- _Exercise data_
· · · ·
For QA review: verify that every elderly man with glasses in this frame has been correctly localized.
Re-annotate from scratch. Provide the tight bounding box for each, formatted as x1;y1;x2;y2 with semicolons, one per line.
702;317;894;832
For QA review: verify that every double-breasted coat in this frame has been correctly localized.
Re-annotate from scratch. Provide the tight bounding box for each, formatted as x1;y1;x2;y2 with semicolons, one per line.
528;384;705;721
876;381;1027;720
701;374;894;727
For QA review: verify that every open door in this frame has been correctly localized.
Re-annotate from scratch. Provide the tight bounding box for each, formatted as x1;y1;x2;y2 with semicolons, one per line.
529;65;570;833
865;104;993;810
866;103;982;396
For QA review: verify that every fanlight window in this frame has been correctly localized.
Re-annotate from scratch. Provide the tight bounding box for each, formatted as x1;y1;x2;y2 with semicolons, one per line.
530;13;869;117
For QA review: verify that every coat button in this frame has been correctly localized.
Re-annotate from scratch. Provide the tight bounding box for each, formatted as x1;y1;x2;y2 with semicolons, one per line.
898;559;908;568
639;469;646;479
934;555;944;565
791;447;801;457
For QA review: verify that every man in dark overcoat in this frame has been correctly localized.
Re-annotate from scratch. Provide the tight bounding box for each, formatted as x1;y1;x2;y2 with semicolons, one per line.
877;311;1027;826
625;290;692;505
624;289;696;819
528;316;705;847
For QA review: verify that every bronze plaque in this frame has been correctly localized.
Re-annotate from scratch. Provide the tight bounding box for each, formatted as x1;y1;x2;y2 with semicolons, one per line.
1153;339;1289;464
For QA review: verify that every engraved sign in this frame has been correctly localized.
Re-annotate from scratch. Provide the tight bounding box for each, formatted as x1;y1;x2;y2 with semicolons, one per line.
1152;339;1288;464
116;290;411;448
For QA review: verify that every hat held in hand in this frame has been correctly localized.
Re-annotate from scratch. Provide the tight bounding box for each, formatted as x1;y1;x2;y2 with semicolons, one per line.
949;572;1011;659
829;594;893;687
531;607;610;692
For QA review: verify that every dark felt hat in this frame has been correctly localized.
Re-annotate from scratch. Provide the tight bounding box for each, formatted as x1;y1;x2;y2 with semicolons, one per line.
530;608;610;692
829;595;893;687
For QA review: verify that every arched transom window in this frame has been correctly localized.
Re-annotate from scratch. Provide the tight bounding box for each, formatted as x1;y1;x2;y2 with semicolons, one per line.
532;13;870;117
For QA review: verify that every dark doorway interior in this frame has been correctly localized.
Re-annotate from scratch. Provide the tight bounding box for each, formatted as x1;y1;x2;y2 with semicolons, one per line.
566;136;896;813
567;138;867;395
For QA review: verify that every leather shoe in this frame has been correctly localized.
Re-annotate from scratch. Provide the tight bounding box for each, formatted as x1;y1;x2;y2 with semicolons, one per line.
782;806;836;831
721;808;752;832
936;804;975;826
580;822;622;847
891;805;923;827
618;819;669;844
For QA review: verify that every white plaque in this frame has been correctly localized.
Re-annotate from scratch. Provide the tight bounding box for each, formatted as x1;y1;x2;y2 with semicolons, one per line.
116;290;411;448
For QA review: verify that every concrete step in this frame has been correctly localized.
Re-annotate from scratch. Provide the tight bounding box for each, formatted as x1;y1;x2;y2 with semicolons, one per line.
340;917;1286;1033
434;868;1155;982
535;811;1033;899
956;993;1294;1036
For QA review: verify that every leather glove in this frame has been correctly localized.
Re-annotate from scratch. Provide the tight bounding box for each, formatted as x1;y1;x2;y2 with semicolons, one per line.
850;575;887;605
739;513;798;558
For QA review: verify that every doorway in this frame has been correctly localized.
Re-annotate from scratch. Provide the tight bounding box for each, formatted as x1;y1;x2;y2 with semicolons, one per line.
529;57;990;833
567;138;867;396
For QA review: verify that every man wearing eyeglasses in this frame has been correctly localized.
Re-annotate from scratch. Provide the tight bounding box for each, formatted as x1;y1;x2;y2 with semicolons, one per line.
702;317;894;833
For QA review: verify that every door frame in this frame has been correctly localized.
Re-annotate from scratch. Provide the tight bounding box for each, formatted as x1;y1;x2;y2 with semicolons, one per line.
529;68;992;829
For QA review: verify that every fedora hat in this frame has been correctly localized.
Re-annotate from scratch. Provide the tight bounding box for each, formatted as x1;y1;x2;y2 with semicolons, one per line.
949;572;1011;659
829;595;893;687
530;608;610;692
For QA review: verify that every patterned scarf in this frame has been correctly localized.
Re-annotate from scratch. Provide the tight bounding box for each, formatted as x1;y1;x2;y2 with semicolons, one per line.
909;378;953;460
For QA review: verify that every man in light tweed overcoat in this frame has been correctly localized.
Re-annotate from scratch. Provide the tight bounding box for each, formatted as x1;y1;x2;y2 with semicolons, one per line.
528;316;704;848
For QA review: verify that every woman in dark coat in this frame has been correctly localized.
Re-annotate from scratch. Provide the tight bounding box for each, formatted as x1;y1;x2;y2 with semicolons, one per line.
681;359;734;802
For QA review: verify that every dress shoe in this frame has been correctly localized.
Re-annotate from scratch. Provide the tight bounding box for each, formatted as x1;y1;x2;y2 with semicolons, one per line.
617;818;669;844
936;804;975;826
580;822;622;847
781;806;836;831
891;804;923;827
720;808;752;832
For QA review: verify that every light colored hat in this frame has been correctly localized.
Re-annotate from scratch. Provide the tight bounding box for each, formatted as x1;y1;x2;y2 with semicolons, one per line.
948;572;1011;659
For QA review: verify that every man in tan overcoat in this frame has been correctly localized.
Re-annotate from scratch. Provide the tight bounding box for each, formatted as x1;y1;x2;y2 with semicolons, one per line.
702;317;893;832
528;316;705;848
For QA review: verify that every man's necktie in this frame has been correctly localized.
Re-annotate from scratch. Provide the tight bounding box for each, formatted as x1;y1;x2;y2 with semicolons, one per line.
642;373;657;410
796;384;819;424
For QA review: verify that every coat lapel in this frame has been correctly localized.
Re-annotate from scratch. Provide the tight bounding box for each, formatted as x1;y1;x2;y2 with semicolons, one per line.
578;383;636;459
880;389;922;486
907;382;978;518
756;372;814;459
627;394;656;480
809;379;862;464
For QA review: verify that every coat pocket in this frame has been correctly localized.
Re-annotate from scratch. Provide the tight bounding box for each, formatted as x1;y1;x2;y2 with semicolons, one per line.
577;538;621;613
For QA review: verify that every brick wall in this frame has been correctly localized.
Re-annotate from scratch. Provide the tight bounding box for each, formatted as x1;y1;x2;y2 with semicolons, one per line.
· · · ·
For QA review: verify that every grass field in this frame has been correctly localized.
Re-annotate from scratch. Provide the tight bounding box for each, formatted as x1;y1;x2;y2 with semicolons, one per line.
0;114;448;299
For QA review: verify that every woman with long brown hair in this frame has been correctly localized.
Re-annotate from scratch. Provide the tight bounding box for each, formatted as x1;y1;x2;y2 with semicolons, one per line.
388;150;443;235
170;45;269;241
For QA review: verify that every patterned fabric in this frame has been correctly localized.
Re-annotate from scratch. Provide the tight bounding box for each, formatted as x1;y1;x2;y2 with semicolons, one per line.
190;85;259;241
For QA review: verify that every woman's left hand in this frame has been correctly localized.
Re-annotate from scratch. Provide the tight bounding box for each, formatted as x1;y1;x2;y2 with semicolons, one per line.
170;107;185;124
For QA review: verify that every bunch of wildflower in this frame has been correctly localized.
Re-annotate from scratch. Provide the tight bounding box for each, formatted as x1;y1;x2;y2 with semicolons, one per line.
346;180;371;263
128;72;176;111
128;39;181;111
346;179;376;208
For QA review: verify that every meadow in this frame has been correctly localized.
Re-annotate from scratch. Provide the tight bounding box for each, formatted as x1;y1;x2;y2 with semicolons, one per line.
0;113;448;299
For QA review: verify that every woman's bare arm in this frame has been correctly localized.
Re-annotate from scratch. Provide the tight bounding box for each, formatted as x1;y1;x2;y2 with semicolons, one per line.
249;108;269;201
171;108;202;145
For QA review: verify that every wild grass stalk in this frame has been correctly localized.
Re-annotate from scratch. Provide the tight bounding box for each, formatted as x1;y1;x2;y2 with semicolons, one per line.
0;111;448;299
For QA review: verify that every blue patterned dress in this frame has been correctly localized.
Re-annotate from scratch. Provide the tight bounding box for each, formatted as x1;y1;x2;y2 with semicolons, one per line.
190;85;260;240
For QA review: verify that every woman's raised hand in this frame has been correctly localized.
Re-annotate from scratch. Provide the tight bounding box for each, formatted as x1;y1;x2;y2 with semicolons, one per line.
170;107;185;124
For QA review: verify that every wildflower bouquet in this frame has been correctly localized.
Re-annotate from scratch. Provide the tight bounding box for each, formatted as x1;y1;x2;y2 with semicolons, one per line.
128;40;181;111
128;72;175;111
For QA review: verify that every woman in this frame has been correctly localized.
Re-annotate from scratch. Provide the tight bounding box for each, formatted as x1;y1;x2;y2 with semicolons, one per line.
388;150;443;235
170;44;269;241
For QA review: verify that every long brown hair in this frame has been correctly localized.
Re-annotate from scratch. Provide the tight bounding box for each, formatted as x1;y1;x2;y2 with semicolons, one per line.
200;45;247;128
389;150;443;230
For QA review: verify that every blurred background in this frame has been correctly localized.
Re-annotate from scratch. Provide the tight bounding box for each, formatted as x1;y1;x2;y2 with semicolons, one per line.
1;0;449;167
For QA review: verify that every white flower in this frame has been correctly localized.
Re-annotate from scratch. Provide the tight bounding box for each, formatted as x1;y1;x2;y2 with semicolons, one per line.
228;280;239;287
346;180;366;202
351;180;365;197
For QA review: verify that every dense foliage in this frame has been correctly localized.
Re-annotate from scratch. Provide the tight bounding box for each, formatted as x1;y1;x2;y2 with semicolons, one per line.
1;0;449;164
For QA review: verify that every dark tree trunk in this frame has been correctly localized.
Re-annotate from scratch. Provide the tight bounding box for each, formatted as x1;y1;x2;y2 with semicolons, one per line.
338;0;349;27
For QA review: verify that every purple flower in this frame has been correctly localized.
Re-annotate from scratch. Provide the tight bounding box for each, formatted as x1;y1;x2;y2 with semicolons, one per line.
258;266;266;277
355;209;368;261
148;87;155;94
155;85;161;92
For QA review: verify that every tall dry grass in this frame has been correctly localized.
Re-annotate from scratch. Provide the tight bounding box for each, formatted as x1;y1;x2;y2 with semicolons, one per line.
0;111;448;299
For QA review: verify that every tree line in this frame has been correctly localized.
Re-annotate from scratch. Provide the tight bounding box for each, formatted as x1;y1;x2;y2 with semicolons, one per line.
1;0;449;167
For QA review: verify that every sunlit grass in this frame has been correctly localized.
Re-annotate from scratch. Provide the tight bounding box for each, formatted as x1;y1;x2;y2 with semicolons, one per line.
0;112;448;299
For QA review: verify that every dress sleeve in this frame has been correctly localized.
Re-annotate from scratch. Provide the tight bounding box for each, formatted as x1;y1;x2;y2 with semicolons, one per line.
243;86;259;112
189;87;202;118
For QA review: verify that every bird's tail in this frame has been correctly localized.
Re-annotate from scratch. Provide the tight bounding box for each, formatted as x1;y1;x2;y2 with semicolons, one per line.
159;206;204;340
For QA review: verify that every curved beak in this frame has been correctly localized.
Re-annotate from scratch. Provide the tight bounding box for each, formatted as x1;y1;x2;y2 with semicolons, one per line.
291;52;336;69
· · · ·
From the entries, report every line in which the string "shoe" occurs.

For QA review: verify that every leather shoe in this frame has been correctly localized.
For QA review: verify that every dress shoe in this frame has been correctly localized.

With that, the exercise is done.